▶ **Assigned task 1**
Count the lines in the records below that contain the string "positive", and give only that number.

▶ **Text passage**
Start of Block
As a professional game developer, I have spent my life at the intersection of database and narrative trying to weave these two “natural enemies” together. Role playing games (RPGs) were my genre of choice, and I often referred to the process of playing them as one of “walking through a database.” Literally and figuratively, that’s precisely what the player does in these worlds. The interjection of narrative is sometimes complicated, but follows this pattern: Combat -> win -> reward/narrative -> repeat. Role playing games have also been referred to as novels that require you to fight in order to turn the page. Sometimes it is simplified when developers set up a long series of actions with a cutscene reminiscent of film in order to control the direct narrative flow.

The battle between narrative and database stratified the game industry in the late 1990’s and early 2000’s. Camps were formed between the ludologists, those who saw game as system, and narratologists, those who saw game as narrative, a great flurry of articles ensued, and while the argument has largely left the game studies and game development stage, I suspect each developer could, if asked, tell you precisely where they sit on this fence and the issue of successfully integrating narrative into games  (for further info). Some, like Reiner Knizia or Will Wright, may even abstain, preferring to let simulation or the play of numbers speak for them instead. I see the divide close up when a narrative-heavy student reaches a level of understanding about what’s happening under the hood in games and realizes what they see: engine first, story second. It is nothing short of a transformative experience that takes time to distill, and one that also shows which way I look to see a fence. Others see an engine sitting on a block doing nothing until narrative makes it come alive.
End of Block
▶ **Assigned task 2**
In the passage on narrative and database in games, how are ludologists described?

Saved entries:
Start of Block
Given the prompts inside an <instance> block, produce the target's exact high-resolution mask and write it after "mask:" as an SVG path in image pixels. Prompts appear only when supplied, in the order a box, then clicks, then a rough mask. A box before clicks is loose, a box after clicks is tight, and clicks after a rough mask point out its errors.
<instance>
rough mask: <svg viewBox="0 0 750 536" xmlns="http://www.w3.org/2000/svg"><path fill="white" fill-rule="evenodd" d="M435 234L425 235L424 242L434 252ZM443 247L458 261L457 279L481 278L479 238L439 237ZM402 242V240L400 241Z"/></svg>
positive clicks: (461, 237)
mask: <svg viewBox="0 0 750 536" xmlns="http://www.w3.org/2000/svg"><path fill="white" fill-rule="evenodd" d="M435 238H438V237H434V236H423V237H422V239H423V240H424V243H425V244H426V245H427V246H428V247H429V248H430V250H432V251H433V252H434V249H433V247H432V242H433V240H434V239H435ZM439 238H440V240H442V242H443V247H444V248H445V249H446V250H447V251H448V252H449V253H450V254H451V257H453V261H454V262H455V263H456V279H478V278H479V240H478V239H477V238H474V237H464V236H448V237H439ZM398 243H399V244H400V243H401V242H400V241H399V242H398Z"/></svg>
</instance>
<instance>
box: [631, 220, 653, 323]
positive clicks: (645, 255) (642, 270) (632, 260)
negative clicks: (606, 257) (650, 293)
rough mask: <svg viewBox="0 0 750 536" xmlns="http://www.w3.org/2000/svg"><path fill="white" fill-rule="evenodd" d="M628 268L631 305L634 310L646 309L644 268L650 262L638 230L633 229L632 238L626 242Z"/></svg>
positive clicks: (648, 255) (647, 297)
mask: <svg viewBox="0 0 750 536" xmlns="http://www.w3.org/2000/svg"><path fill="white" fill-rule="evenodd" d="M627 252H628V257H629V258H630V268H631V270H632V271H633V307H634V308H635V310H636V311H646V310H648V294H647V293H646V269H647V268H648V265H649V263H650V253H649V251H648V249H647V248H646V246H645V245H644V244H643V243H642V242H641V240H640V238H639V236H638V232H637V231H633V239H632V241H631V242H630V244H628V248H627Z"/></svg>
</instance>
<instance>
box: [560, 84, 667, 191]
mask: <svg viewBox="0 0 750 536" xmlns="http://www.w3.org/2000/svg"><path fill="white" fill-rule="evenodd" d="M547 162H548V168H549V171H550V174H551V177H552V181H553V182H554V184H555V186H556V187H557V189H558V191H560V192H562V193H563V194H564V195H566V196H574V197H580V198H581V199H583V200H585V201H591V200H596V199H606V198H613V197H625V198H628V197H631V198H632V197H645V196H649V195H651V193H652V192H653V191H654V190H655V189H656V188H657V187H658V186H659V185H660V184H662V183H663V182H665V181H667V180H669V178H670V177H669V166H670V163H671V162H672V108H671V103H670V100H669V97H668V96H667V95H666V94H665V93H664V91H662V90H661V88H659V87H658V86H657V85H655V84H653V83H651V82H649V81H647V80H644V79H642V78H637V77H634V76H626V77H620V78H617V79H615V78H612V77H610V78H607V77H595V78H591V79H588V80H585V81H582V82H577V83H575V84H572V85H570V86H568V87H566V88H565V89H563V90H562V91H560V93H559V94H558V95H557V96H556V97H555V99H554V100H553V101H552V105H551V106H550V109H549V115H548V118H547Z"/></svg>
End of Block
▶ **Answer section 1**
3

▶ **Answer section 2**
They are those who saw game as system.